--- Your task ---
From the items below, pull out every line that contains the string "step". Treat uppercase and lowercase letters as different.

Saved entries:

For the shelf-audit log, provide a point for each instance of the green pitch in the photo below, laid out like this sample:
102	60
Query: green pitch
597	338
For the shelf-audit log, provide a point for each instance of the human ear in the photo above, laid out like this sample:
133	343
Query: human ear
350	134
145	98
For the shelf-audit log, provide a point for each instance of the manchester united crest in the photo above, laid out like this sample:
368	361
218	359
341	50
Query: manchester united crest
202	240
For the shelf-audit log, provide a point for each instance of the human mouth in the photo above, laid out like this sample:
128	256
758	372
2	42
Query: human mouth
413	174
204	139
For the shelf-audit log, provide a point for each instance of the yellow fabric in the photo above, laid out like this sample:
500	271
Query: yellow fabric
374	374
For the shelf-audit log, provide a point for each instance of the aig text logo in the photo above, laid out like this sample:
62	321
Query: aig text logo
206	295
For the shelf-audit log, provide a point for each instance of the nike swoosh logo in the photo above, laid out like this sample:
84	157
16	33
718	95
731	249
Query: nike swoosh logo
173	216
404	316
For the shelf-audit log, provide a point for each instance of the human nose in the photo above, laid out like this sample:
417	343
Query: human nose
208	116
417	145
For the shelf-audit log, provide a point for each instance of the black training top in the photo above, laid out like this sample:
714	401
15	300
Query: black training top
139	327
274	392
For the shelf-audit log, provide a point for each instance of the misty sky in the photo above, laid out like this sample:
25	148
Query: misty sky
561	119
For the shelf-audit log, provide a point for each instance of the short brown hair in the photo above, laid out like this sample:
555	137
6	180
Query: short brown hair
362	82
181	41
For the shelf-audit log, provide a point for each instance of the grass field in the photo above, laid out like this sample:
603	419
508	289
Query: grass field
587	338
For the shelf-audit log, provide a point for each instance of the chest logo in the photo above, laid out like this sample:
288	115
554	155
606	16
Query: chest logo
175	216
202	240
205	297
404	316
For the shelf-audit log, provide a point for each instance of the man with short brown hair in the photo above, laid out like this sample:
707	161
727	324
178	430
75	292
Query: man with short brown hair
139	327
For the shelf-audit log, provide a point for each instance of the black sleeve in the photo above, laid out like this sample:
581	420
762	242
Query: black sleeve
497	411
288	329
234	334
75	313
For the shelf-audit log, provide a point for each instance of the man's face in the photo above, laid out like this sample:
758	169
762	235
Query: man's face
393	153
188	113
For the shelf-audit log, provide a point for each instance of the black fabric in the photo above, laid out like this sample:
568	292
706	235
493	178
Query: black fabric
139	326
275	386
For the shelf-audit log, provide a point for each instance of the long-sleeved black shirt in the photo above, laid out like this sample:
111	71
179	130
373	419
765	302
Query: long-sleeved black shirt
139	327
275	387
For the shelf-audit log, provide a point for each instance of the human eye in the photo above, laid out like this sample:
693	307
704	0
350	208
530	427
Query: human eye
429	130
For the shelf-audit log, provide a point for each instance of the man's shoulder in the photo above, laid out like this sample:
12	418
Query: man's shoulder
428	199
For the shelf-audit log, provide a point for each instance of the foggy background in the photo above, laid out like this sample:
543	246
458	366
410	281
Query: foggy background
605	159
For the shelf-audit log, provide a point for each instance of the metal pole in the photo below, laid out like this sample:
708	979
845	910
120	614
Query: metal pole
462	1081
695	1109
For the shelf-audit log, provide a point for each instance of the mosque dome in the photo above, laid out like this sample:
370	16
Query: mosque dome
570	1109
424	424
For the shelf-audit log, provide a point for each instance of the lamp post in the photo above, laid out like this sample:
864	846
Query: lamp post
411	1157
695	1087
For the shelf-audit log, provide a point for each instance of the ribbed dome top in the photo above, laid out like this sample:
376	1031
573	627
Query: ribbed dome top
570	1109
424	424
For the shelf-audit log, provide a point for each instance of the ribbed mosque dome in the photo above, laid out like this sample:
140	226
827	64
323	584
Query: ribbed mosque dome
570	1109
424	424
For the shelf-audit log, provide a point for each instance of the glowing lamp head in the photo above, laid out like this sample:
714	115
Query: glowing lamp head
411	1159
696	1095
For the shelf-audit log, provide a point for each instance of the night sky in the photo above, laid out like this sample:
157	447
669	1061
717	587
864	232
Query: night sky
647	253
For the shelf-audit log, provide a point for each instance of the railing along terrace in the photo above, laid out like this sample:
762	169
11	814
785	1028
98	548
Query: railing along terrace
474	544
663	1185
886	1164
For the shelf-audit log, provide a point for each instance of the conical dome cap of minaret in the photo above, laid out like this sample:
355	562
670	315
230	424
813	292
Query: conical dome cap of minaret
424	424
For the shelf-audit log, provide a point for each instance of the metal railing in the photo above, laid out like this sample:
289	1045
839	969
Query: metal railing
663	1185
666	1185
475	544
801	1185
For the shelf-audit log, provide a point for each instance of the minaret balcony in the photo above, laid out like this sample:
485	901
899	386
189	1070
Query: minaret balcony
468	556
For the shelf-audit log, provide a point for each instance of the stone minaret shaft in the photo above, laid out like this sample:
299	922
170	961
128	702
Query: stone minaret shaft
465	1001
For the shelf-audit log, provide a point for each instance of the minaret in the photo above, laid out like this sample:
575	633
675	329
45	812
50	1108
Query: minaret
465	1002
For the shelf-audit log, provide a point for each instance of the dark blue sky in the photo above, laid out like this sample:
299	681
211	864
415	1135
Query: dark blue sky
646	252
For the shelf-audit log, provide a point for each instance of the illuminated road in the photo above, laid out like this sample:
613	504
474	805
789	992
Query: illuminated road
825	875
--
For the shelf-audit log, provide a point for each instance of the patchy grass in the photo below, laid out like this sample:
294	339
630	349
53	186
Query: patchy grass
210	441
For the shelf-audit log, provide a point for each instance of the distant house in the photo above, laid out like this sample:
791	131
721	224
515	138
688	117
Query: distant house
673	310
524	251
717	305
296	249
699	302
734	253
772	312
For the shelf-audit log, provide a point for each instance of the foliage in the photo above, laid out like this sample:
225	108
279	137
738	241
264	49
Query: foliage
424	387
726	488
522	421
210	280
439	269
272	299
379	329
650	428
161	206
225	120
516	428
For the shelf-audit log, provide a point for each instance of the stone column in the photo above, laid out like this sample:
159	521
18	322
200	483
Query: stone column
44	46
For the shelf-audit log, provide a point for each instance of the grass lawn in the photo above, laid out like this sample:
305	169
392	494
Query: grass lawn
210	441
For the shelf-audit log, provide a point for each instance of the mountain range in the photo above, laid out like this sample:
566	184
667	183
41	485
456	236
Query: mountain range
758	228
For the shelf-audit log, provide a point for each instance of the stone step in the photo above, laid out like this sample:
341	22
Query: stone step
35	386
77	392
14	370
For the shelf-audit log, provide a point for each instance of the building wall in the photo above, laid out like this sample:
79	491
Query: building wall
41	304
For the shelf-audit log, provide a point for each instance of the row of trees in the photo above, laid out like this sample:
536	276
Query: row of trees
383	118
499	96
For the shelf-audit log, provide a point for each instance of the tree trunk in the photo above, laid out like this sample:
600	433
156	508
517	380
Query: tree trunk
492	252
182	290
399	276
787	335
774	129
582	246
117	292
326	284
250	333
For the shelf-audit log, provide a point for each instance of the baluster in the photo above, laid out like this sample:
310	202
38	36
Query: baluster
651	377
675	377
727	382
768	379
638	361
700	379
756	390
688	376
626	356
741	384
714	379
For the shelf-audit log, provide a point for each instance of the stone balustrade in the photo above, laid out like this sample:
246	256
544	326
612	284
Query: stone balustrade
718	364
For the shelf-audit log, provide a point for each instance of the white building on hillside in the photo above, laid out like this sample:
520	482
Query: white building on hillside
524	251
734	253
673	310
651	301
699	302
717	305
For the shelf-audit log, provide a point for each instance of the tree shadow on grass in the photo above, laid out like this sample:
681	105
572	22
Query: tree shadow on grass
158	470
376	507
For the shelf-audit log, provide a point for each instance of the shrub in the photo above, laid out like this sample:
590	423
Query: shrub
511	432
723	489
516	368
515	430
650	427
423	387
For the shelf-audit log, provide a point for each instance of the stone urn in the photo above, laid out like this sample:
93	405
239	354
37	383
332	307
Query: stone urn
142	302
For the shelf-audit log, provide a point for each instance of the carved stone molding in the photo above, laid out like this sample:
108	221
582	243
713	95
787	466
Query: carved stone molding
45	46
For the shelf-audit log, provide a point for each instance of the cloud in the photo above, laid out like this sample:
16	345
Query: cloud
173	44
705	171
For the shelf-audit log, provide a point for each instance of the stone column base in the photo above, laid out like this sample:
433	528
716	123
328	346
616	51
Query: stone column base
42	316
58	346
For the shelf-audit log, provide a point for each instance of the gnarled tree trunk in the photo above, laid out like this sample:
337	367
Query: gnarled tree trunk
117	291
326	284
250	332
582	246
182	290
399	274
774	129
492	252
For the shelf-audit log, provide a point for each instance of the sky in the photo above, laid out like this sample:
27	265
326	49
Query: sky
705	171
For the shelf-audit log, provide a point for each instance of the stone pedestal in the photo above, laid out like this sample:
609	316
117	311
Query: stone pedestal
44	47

--- Answer for the task ---
For the shelf-audit log, provide a point for each instance of the stone step in the photo above, laid out like this sample:
Query: stone step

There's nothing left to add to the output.